Aim of the task: Rewrite every line of the material below, requests included, with each coordinate in the path answers multiplied by 1.05 and rounded to a whole number, halves rounding up. Leave the pictures out.

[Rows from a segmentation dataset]
_ _ _ _ _
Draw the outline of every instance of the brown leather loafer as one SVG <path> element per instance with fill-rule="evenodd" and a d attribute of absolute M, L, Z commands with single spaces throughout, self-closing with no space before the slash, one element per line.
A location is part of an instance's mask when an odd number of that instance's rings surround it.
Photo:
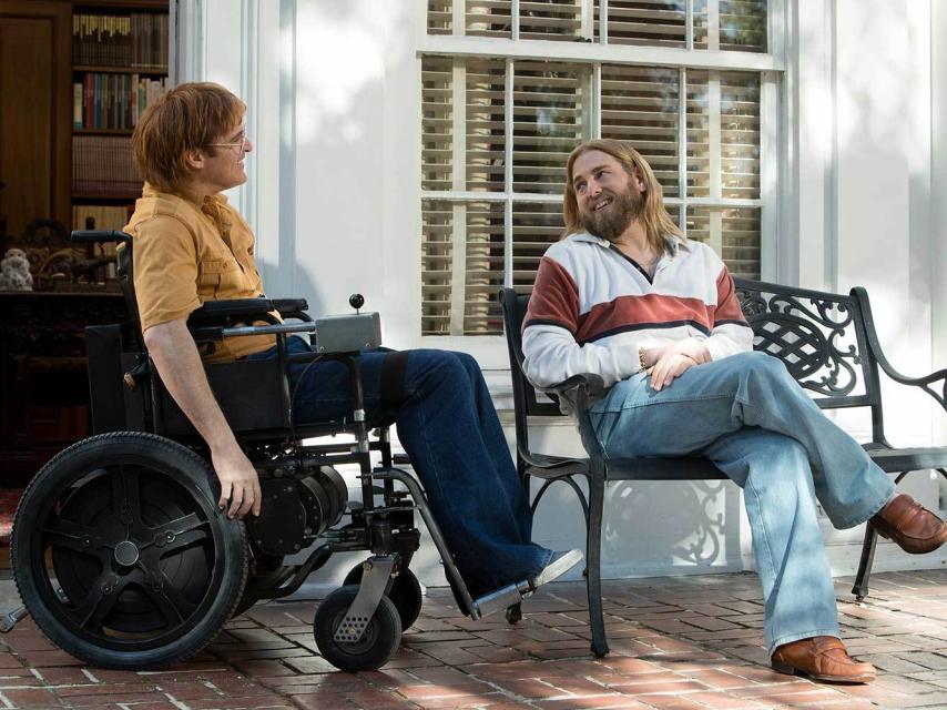
<path fill-rule="evenodd" d="M 878 535 L 912 555 L 936 550 L 947 540 L 947 524 L 904 493 L 892 498 L 870 523 Z"/>
<path fill-rule="evenodd" d="M 815 636 L 776 649 L 773 670 L 829 683 L 869 683 L 875 667 L 848 656 L 845 645 L 834 636 Z"/>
_ _ _ _ _
Result:
Draw the outline of every instance of the brown leather loafer as one SVG <path> element per instance with fill-rule="evenodd" and a d attribute of absolute M, L, Z commands with single spaces throughout, self-closing with no space before the slash, one element per line.
A location is part of an instance's mask when an odd number of that instance's rings surround it.
Photo:
<path fill-rule="evenodd" d="M 922 562 L 958 583 L 983 578 L 994 567 L 994 550 L 949 518 L 937 523 L 914 549 Z"/>
<path fill-rule="evenodd" d="M 856 668 L 815 681 L 812 704 L 870 717 L 912 717 L 919 700 L 890 689 L 887 677 L 876 668 Z"/>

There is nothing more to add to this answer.